
    He also pointed out that some supporters of nutritional therapy have been known to claim that changes in diet can cure Aids.

    He said the teaching of complementary medicine under a science banner was worse than “Mickey Mouse” degrees in golf management and baking that have sprung up in recent years as “they do what it says on the label”.”

    There is more here.

    http://www.nature.com/news/2007/070319/full/446352a.html

    Thanks to Butterflies and Wheels.

  2. Diego says

    Can’t y’all just take her back, pretty please? Jeb (who exerted the full force of his power on education “reforms”) is finally gone and we’re actually starting to get optimistic about Crist. Still having Yecke around though is that one persistent cloud that makes you wonder if the rain is over or whether it’s just a break between storms.

    Sigh.

  3. says

    The standards mess aside (she went as far as to pull out the Santorum amendment as if it was law on a local news program and suggest that it meant MN should be teaching creationism).

    She is also very pro-voucher. She filled many top spots at the DoE with pro-voucher friends (some could still be there). If you consider that one of the strategies of voucher proponents is to make public education look so bad that vouchers are necessary, the last place we want them is at the top of the Dept. of Education.

    Florida…just say no.

  4. K says

    It’s not like a Florida education can get worse. They focus on the FCAT instead of teaching, they’re behind the Northern states by 2 years (they actually bumped me up 2 grades when I moved down here and I was a mere unmotivated C student, hardly a super-genius), and this (the poor educational system allowed here) is exactly why I homeschool. They actually have a law that demands that all students HAVE to be reading by 4th grade! My boy was reading by 4 years and he’s no super-genius either, but I can surely do better than Florida.

  5. Jeffrey Shallit says

    Her last name is evidently an acronym for Young Earth Creationist Kook Educationist.

  6. frog says

    Kristine, you just figured out that No child left behind was a reference to the fundamentalist apocalypse?

    That’s the reason that trying to understand the fundamentalist point-of-view is a worthwhile exercise, as painful as it may be. Otherwise, they can blind-side you, or speak openly in code. They have an open conspiracy – people need to understand the belief system that underlies it so they can battle it.

  7. says

    I’m sorry, there are nice people in Minnesota, but Minnesotans are not, as a rule nice, unless by ‘nice’ you mean the original ‘small, and simple’. I lived in Morris for seven years and it was the worst seven of my life.

    I remember when someone vandalized the ‘Swine Heath Center’ and they call the only black kid in town’s parents, so make sure they knew where he was that night. They of course replied that they did indeed know where he was: in their hotel room…in Arizona…where the police had called them.

    Sorry PZ, they’re not nice, they just like to pretend they are.

  8. craig says

    I have four nieces in Florida schools. They sure do focus on the FCAT… rallies, posters, my 6 and 8 year old nieces told me how they fed them sugary snacks before the tests, and during a snack-break halfway through, etc.

    No word on whether or not their desks were anointed with oil or not…

  9. says

    I see that the Florida Citizens for Science are prepping for the upcoming fight regarding academic standards by familiarizing themselves with the procedures used by Yecke to try to undermine education in Minnesota in 2004:

    http://www.flcfs.org/wp/?p=10

    I went to one of the “Town Hall Meetings” for people to comment on the science standards and the board had to listen to yahoo after yahoo talk about how evolution is “Only a Theory.” Also had one professor of philosophy explain that ID could become part of the science curriculum only after they had shown some science.

    Yecke claimed that she was just an ordinary citizen who became alarmed when she learned what is “really” behind Outcome-Based Education and that is how she got into the whole education debate.

    I am sure she will find many friends in Florida, but I am not going to apologize to them. After all, they voted in the carpetbagging Bush for governor, so they must like bad government.

### Record excerpts

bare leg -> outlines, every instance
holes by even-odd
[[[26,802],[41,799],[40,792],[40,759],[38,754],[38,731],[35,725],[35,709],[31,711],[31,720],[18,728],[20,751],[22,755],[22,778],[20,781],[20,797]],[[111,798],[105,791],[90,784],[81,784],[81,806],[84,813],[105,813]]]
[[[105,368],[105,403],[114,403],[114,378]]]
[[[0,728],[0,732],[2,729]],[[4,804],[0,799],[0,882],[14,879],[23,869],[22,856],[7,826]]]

### Tasks to complete
1. Rewrite the paragraph of the comment thread that begins "It's not like a Florida education can get worse" in a shorter form, keeping its main facts.
2. Summarize the comment thread in three sentences.
The records were drawn from a different source than the comment thread.

### Problem solutions
1. A Florida education can't get worse. Schools focus on the FCAT instead of teaching and are two years behind the Northern states; I was bumped up two grades when I moved here despite being an unmotivated C student. That is why I homeschool. Florida law demands that all students read by 4th grade, but my son was reading by age 4, so I can surely do better than Florida.

2. Commenters object to Yecke's arrival in Florida, with one asking that she be taken back and another warning that she is strongly pro-voucher and filled top Department of Education posts with pro-voucher friends. Others criticize Florida schools for focusing on the FCAT instead of teaching, and one commenter homeschools for that reason. Florida Citizens for Science are preparing for a fight over academic standards by studying the procedures Yecke used in Minnesota in 2004.